Using the information:
- 1) What is the Spanish translation of this sentence from the L'Arche reflection: "Hope resides in our seven Ottawa homes."?
- 2) Rewrite the passage of the L'Arche reflection between "Welcome to L’Arche" and "welcomes you. (http://www.larcheottawa.org/)", inclusive, replacing "founder" with "originator".
- 3) According to the L'Arche reflection, why did the writer and Dianne go to Almonte after Shirleys Bay?

Welcome to L’Arche Ottawa, one of 148 faith-based communities in 38 countries where men and women — able and disabled — live together in shared faith and with the belief that together we are stronger. “What we have to do is find the places of hope,” our founder Jean Vanier has said of L’Arche and its mission, which began 51 years ago in Trosly, France. Hope resides in our seven Ottawa homes. It lives in and lifts our 30 core members and 18 assistants. Hope and friendship, courage and resilience. Our community welcomes you. (http://www.larcheottawa.org/)
Earlier in the day we wandered - by car and on foot - through some of the western countryside following the Ottawa River. Our first stop was Shirleys Bay, a gentle and quiet water refuge bearing the name of Dianne's beloved late mother. Walking along the slate shore towards the reeds gave us both a sense of what our future might look like. On the advice of the staff of the Heart and Soul Cafe, we then headed over to Almonte, once home to the mighty Mississippi Mills of Ontario and now a renewed town of arts, creativity, learning and culture. Forty five minutes flew by browsing a most excellent bookstore and chatting-up the co-owner about community life. We would fit right in there, too.
We closed our last day in Ottawa walking through the Byward Market once last time with an elegant repast at Vittoria Trattoria. As we sat sipping chianti classico Dianne said to me in dead earnest, "You look beatific. I don't think I have ever seen a person glow as you are glowing right now..." Tears were just below the surface, tears I had been holding in since our time at L'Arche, but not of sorrow, only gratitude.
I feel a unique resonance with L'Arche. I have known for a few years that my calling to ministry in the local church is coming to a close even while sensing that another is getting ready to be born. For the past twenty years, I have been keenly aware that my focus in ministry is getting smaller even as my heart goes deeper. Clearly, the L'Arche vibe touched me profoundly. Jean Vanier, the community's founder, once wrote:
To love someone is to show to them their beauty, their worth and their importance. We have to remind ourselves constantly that we are not saviors. We are simply a tiny sign, among thousands of others, that love is possible, that the world is not condemned to a struggle between oppressors and oppressed, that class and racial warfare is not inevitable. Community is a sign that love is possible in a materialistic world where people so often either ignore or fight each other. It is a sign that we don't need a lot of money to be happy--in fact, the opposite.
This has been growing incrementally - and it came on full blown during last year's sabbatical. So I have waited - and wandered - not always gracefully or patiently for clues from the Spirit. After I regained my composure, I replied to Di something like: "Everything about this vacation in Ottawa - our 'flâneurie' - has been about honoring tender space in a hard world: the jazz artists gave one another respectful space to be creative, their music evoked gracious space to be fully alive in this moment - recognizing our brokenness, too - our traipsing through city and nature did much the same thing for us personally and as lovers. So the embrace and welcome I experienced at L'Arche spoke to the hunger and joy in my heart that sounded like welcome home."

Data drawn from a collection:
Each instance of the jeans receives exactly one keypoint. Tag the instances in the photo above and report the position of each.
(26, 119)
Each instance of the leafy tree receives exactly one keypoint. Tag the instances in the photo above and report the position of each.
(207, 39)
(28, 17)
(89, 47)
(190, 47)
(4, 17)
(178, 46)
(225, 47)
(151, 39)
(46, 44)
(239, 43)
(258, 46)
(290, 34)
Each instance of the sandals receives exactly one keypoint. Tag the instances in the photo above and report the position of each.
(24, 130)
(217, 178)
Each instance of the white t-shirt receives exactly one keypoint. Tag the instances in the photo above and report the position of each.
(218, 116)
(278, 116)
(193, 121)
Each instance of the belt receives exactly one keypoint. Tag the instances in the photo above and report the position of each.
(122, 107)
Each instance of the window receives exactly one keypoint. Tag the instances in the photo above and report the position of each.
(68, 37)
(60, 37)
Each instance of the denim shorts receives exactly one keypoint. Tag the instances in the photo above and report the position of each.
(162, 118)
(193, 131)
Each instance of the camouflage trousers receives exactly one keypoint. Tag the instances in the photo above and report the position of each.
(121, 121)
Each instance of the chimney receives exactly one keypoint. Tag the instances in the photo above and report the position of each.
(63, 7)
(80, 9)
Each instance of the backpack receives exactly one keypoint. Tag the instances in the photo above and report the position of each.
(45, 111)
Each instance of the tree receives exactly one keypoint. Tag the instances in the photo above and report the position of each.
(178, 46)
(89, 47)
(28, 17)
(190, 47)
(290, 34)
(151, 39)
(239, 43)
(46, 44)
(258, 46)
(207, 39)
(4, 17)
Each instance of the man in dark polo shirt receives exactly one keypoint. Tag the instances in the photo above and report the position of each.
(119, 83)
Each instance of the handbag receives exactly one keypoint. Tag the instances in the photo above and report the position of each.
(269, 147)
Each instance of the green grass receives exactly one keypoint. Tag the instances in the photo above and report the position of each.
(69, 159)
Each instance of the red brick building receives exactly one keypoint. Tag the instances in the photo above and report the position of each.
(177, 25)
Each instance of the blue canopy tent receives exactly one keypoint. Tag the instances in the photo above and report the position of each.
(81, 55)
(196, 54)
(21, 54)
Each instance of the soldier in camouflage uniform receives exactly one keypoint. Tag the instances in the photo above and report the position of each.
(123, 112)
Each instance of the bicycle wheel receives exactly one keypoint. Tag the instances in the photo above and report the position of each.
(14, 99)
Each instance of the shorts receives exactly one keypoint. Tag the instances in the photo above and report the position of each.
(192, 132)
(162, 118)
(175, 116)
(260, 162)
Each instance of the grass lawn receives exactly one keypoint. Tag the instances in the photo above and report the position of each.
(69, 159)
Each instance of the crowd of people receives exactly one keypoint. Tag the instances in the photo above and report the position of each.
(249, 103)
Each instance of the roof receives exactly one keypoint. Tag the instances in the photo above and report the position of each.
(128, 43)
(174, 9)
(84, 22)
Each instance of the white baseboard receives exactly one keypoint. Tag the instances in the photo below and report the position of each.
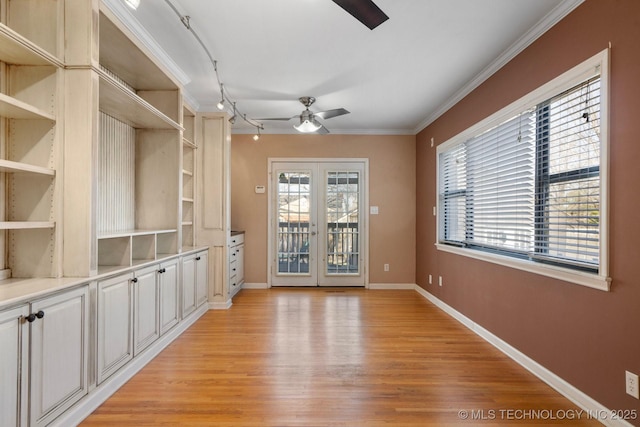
(592, 407)
(246, 285)
(220, 305)
(396, 286)
(101, 393)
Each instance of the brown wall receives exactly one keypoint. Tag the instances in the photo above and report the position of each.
(392, 181)
(586, 336)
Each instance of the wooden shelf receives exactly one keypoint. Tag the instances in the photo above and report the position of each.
(15, 49)
(127, 233)
(16, 167)
(188, 143)
(26, 225)
(121, 103)
(16, 109)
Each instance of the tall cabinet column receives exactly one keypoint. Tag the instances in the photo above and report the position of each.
(81, 136)
(213, 221)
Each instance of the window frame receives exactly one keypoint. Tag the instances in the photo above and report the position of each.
(599, 63)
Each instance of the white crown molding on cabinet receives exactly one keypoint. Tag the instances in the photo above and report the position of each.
(555, 16)
(118, 8)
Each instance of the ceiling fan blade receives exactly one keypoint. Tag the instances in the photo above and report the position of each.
(331, 113)
(323, 130)
(364, 11)
(285, 119)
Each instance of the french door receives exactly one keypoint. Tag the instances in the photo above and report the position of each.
(317, 235)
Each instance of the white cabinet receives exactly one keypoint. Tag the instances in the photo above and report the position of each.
(146, 322)
(194, 281)
(115, 324)
(13, 366)
(236, 263)
(59, 354)
(46, 341)
(169, 291)
(202, 277)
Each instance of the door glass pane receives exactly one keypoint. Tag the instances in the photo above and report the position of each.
(342, 216)
(294, 196)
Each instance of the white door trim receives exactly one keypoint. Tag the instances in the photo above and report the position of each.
(271, 194)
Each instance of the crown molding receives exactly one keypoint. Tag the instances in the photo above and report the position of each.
(123, 13)
(544, 25)
(292, 131)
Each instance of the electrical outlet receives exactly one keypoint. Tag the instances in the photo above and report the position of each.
(632, 384)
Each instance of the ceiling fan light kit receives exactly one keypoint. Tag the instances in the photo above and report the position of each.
(307, 126)
(308, 121)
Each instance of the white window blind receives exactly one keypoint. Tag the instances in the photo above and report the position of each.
(568, 186)
(529, 187)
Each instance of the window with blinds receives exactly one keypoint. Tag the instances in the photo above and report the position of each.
(529, 187)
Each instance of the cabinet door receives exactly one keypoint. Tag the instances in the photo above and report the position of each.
(146, 324)
(59, 349)
(202, 277)
(13, 366)
(240, 264)
(188, 285)
(115, 324)
(168, 278)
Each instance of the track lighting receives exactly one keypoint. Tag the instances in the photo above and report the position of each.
(257, 135)
(232, 120)
(221, 103)
(185, 19)
(133, 4)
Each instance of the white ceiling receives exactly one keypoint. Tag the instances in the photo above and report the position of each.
(394, 79)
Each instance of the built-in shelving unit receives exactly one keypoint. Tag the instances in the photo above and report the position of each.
(139, 199)
(188, 178)
(29, 146)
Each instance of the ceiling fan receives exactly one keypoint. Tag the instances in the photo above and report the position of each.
(308, 122)
(364, 11)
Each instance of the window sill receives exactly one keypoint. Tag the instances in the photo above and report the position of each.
(580, 278)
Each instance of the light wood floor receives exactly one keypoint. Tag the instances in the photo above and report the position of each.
(332, 357)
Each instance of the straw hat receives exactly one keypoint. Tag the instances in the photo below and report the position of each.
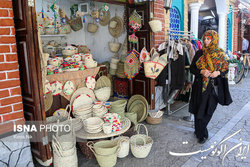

Exercise solutions:
- 1) La esperanza reside en nuestros siete hogares de Ottawa.

- 2)
Welcome to L’Arche Ottawa, one of 148 faith-based communities in 38 countries where men and women — able and disabled — live together in shared faith and with the belief that together we are stronger. “What we have to do is find the places of hope,” our originator Jean Vanier has said of L’Arche and its mission, which began 51 years ago in Trosly, France. Hope resides in our seven Ottawa homes. It lives in and lifts our 30 core members and 18 assistants. Hope and friendship, courage and resilience. Our community welcomes you. (http://www.larcheottawa.org/)

- 3) They went to Almonte because the staff of the Heart and Soul Cafe advised them to.